Questions:
[A] From the MCP security text, list every schema element it names as a potential injection point for Tool Poisoning Attacks.
[B] In the MCP security text, copy the passage from "Q4. What is" to "compromised without detection." word for word.

Extracted text:
↓↓↓
Q2. What are Tool Poisoning Attacks and how do they work? Tool Poisoning Attacks (TPA) involve embedding malicious instructions within tool descriptions that are invisible to users but processed by large language models. These attacks exploit every schema element including function names, parameter defaults, required fields, and types as potential injection points. Advanced versions can manipulate tool outputs like error messages or follow-up prompts generated during execution, allowing attackers to control AI behavior without user awareness.
Q3. Why is OAuth 2.1 with PKCE recommended for MCP security? OAuth 2.1 with Proof Key for Code Exchange (PKCE) prevents authorization code interception attacks through cryptographic challenges. It ensures tokens are issued specifically for intended servers and validates them against the correct audience, preventing confused deputy attacks where servers execute actions with broader privileges than users possess. This approach implements strict least-privilege principles with short-lived, minimally scoped tokens.
Q4. What is a “Rug Pull attack” in the context of MCP servers? MCP Rug Pull attacks occur when servers swap tool descriptions after initial approval. Attackers serve benign versions during the onboarding process to gain trust, then deliver malicious ones later during actual operation. Without version locking or cryptographic signatures, these updates happen silently, allowing previously vetted servers to become compromised without detection.
Q5. Can malicious content be hidden in files processed by MCP servers? Yes, malicious instructions can be embedded in various file types processed by MCP servers. This includes README files with injection instructions, PDFs with malicious metadata, or Markdown files containing invisible unicode characters. Since servers pass along file contents to the agent’s context without inspection, these hidden payloads can influence AI behavior even when the server itself is functioning correctly.
↑↑↑
Records shown:
↓↓↓
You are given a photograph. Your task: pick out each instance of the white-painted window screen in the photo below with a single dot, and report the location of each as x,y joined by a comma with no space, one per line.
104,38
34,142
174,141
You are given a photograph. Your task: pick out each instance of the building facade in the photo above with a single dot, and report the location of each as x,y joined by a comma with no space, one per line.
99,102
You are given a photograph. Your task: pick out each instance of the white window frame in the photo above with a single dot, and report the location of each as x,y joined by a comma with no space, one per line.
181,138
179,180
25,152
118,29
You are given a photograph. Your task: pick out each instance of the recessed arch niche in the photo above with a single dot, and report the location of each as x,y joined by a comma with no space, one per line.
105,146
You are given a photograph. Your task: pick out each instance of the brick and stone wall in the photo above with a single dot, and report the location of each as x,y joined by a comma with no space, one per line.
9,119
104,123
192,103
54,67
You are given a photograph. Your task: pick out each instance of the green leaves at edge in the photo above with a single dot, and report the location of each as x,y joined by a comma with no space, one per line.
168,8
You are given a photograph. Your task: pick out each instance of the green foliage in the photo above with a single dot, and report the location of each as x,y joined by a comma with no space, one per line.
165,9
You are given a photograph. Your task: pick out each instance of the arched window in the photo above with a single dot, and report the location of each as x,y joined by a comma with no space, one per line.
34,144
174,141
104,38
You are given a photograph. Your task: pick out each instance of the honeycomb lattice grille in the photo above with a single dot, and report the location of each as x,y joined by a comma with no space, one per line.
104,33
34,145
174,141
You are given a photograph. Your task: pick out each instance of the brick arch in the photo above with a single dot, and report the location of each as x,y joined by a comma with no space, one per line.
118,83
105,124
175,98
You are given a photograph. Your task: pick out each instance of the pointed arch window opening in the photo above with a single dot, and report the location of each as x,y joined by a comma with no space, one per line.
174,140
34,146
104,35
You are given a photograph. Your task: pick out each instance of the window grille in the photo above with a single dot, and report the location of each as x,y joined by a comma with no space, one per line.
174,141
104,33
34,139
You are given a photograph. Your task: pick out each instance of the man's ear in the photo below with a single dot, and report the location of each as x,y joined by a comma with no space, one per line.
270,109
↑↑↑
Results by task:
[A] function names, parameter defaults, required fields, types

[B]
Q4. What is a “Rug Pull attack” in the context of MCP servers? MCP Rug Pull attacks occur when servers swap tool descriptions after initial approval. Attackers serve benign versions during the onboarding process to gain trust, then deliver malicious ones later during actual operation. Without version locking or cryptographic signatures, these updates happen silently, allowing previously vetted servers to become compromised without detection.